Segment Start: Supplied records

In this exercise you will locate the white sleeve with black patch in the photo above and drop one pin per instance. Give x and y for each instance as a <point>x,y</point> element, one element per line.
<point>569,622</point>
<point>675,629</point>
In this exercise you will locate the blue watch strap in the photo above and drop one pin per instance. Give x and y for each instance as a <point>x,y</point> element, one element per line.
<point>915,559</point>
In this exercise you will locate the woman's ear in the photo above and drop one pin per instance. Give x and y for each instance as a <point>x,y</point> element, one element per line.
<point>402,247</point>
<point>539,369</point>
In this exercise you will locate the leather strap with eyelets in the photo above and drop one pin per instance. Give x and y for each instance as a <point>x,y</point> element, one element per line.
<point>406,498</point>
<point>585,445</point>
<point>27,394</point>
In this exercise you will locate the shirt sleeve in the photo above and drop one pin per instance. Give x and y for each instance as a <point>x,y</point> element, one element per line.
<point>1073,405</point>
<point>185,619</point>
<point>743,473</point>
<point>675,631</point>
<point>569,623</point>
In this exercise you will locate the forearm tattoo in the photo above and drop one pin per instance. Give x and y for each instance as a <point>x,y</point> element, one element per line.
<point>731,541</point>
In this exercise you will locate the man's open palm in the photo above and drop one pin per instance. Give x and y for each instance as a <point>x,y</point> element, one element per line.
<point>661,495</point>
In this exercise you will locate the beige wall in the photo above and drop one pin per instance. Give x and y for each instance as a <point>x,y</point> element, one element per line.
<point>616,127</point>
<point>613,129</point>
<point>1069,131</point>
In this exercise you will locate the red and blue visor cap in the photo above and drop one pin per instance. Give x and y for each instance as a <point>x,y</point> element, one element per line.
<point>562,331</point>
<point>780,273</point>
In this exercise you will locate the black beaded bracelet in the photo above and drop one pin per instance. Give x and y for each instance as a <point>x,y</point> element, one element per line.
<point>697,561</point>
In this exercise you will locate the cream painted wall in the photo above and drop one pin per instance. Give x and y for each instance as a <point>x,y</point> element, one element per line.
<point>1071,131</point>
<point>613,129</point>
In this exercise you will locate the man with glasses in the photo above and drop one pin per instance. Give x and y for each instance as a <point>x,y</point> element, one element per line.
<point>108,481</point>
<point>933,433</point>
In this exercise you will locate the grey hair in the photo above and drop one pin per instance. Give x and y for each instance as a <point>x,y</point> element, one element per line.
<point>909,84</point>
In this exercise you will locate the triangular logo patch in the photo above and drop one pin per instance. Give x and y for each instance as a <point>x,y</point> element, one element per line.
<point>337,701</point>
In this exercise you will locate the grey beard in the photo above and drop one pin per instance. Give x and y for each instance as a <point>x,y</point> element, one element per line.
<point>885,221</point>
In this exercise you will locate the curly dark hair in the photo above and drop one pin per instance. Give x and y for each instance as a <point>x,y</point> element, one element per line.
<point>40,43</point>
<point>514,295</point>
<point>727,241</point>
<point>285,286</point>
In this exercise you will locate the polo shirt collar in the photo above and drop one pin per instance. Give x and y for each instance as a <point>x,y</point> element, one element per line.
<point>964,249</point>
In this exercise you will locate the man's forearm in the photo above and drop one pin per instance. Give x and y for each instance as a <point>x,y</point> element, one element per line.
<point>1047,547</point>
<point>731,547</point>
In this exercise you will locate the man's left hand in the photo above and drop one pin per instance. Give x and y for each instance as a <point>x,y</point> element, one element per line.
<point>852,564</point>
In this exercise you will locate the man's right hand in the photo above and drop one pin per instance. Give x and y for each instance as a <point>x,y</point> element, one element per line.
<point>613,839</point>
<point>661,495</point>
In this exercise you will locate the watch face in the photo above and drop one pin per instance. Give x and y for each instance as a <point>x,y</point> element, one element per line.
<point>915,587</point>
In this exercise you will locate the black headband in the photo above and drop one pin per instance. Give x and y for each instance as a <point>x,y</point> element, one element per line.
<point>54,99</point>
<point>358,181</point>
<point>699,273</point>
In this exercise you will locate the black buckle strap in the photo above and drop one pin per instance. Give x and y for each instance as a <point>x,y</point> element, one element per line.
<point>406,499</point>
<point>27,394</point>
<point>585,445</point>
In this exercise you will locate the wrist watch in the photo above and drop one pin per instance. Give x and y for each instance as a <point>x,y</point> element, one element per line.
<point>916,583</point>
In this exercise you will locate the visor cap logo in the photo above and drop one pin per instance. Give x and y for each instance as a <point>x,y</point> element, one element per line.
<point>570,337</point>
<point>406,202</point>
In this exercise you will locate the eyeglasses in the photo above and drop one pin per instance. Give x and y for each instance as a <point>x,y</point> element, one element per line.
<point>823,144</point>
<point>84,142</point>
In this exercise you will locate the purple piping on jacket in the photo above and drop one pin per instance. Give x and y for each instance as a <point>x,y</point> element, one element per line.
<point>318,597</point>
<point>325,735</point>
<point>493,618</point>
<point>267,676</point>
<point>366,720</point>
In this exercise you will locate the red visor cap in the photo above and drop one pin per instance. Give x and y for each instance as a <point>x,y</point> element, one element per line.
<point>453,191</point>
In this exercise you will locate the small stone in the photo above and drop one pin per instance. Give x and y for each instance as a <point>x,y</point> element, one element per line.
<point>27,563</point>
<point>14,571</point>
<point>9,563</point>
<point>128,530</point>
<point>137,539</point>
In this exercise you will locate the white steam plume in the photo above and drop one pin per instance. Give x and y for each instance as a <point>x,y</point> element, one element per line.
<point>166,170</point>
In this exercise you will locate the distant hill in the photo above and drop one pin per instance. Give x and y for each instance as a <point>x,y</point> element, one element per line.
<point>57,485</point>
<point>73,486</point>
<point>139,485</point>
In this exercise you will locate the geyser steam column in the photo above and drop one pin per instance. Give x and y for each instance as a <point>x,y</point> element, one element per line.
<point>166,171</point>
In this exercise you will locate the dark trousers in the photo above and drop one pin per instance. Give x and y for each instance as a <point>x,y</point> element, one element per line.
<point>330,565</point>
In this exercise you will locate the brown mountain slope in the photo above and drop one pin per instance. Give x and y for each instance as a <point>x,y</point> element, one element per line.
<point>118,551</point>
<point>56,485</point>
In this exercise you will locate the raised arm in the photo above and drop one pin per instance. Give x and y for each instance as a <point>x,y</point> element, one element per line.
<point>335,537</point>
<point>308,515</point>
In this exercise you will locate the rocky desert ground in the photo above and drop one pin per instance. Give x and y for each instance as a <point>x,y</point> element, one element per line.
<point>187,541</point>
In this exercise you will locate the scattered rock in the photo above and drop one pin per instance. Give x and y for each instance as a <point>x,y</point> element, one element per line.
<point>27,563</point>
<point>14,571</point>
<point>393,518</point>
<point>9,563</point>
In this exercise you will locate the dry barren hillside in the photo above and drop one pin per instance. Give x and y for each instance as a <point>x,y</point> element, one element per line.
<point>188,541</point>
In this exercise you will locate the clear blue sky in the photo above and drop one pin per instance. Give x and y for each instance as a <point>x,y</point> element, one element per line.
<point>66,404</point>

Segment End: Supplied records

Reproduce the entries above exactly.

» Result of this task
In this exercise you will locate the white sleeve with black patch in the photo above and drop one pin per instance. Give x and y for each instance as a <point>x,y</point> element, one element per line.
<point>569,622</point>
<point>675,629</point>
In this exercise you will locate the blue watch strap in the photo above and drop one pin per instance. Give x and y for each instance as a <point>x,y</point> element, one element per line.
<point>915,559</point>
In this exercise you will locate the woman's ear in the photo above and drop one pin per instance. Give x and y for each instance as a <point>x,y</point> element, one element per line.
<point>402,247</point>
<point>539,369</point>
In this exercise you will locate the leather strap with eyelets in the photo above and drop one pin per instance. Give x and y for each instance as a <point>x,y</point> element, one element per line.
<point>406,498</point>
<point>585,445</point>
<point>27,394</point>
In this exercise you will locate the shirt sleeve in the photo above and drop one pin per instance. Give x and y for each instance as a <point>x,y</point> element, one element per line.
<point>1073,405</point>
<point>185,619</point>
<point>743,473</point>
<point>675,631</point>
<point>569,623</point>
In this exercise you will locate the forearm tattoo in the photo above and drop one pin per instance. Give x and y for each instance as a <point>x,y</point> element, one element per line.
<point>731,541</point>
In this exercise you will locate the man's open palm in the photo above and drop one pin per instance. Give x and y for each instance as a <point>x,y</point> element, one element per line.
<point>661,495</point>
In this exercise you will locate the beige wall in the photo above and drop one pin per instance. Give x and y for each instance as a <point>x,y</point> element, one element per line.
<point>616,127</point>
<point>613,129</point>
<point>1069,131</point>
In this exercise you will locate the red and blue visor cap in the photo above and drop one pin per instance. Give x and y for each instance as a <point>x,y</point> element, one element per line.
<point>562,331</point>
<point>780,273</point>
In this exercise you will locate the black beaded bracelet in the photo above and drop one pin per instance. Give x and y for each instance as a <point>x,y</point> element, one element per line.
<point>697,561</point>
In this exercise you will locate the cream painted wall in the photo above and drop one pin per instance. Give x and y for each instance as a <point>x,y</point> element, one element per line.
<point>1071,131</point>
<point>613,129</point>
In this exercise you will locate the man with glasses in the photo above and drop one pin per instance. Give x and y for each instance as a <point>x,y</point> element, one element per line.
<point>108,481</point>
<point>933,433</point>
In this exercise you will locate the grey hair in the photo above and drop one pin per instance. Give x and y for each instance as a <point>x,y</point> element, one element per line.
<point>909,84</point>
In this exercise you will locate the triangular logo patch in the photo above and drop one pin per instance. Give x and y for each instance as a <point>x,y</point> element, one element per line.
<point>337,701</point>
In this exercise you will locate the grey beard in the photo above and drop one pin per instance. Give x and y for each instance as a <point>x,y</point> element, one element per line.
<point>885,221</point>
In this exercise you will locate the curly dark hair in the photo above and drop one pin per instance. Give x and y for each instance as a <point>x,y</point> element, one element per line.
<point>40,43</point>
<point>514,295</point>
<point>727,241</point>
<point>285,286</point>
In this exercise you will locate the polo shirt collar in the photo above and drop one pin per instance. Give x and y for each instance as a <point>x,y</point> element, one element per line.
<point>964,249</point>
In this exercise you will locate the man's forearm in the photo above and drop one pin per instance. Give x and y for each instance as a <point>x,y</point> element, one element per line.
<point>1047,547</point>
<point>731,547</point>
In this exercise you will locate the man's left hand in the photo above and drop one pin per instance. Give x and y for each instance as a <point>x,y</point> element, one element per line.
<point>852,564</point>
In this exercise you will locate the man's right hand in the photo above and drop one pin per instance. Give x and y for each instance as a <point>x,y</point> element, one element per line.
<point>613,839</point>
<point>661,495</point>
In this exercise you will locate the watch face in the photo above and drop one pin per instance. Give x and y for each instance as a <point>x,y</point> element, one element per line.
<point>915,587</point>
In this exercise you will locate the black headband in the photo above and drop one pin per instance. Give x and y for each instance as a <point>x,y</point> element, one element per line.
<point>54,99</point>
<point>358,181</point>
<point>699,273</point>
In this exercise you will locate the black buckle strap in the photo above and drop one pin per instance. Give x and y for each instance as a <point>x,y</point> element, one element per line.
<point>406,499</point>
<point>27,394</point>
<point>585,445</point>
In this exercise you will locate the wrist watch in the photo above and drop one pin per instance. Give x and y for each instance as a <point>x,y</point> element, one element per line.
<point>916,583</point>
In this exercise you will locate the visor cap logo in the photo above and drop one pin per instance. Give x and y for each instance as a <point>x,y</point> element, one element per line.
<point>570,337</point>
<point>406,202</point>
In this exercise you will locate the eyeglasses in the photo above and drop one pin per instance. Give x and y for each instance as a <point>x,y</point> element, one element per line.
<point>823,144</point>
<point>84,142</point>
In this exercise you will locate the purple piping on jacket in the photo above and drop one pin per instance. Give x and y for each instance as a <point>x,y</point> element, one element per line.
<point>318,597</point>
<point>325,735</point>
<point>493,618</point>
<point>267,676</point>
<point>366,720</point>
In this exercise you will locate the red visor cap in the photo above and drop one pin per instance. Give x and y for each instance as a <point>x,y</point> element, one element per line.
<point>453,191</point>
In this exercise you will locate the small stone in the photo above and drop one pin per instance. Give x and y for each instance as a <point>x,y</point> element, one element per line.
<point>27,563</point>
<point>14,571</point>
<point>9,563</point>
<point>128,530</point>
<point>137,539</point>
In this exercise you will locate the white steam plume in the photo above and drop one pin per instance. Give x and y for each instance as a <point>x,y</point> element, one element per line.
<point>166,170</point>
In this exercise you will locate the distant hill in the photo above and drop one pin per instance. Give x and y for each instance as a <point>x,y</point> element, one element per line.
<point>57,485</point>
<point>73,486</point>
<point>139,485</point>
In this exercise you will locate the geyser steam column in the photo above and drop one pin per instance. Give x and y for each instance as a <point>x,y</point> element, one element per line.
<point>166,171</point>
In this exercise you will locate the dark trousers in the photo above and drop one pin per instance. Give x and y for each instance as a <point>x,y</point> element, one element per line.
<point>330,565</point>
In this exercise you will locate the brown mountain slope in the photo above and drop one pin per instance. Give x and y for each instance as a <point>x,y</point> element, one element per line.
<point>118,551</point>
<point>56,485</point>
In this exercise you will locate the raised arm in the photo above and drop one pin per instance. Give x and y for each instance as a <point>x,y</point> element, one element per line.
<point>335,537</point>
<point>308,515</point>
In this exercise you will locate the rocky desert ground in the photo above and drop one pin per instance. Give x and y for each instance as a <point>x,y</point> element, one element per line.
<point>187,541</point>
In this exercise you will locate the scattered rock in the photo above and drop one pin per instance. Give x and y for each instance as a <point>x,y</point> element, one element per line.
<point>27,563</point>
<point>14,571</point>
<point>393,518</point>
<point>9,563</point>
In this exercise you will locate the dry barren hillside in the photo above and drop one pin per instance. Give x and y for each instance as a <point>x,y</point> element, one element per line.
<point>188,541</point>
In this exercise you will locate the clear blue sky in the photo above and drop one pin per instance. Give x and y for each instance as a <point>x,y</point> element, one element per line.
<point>66,404</point>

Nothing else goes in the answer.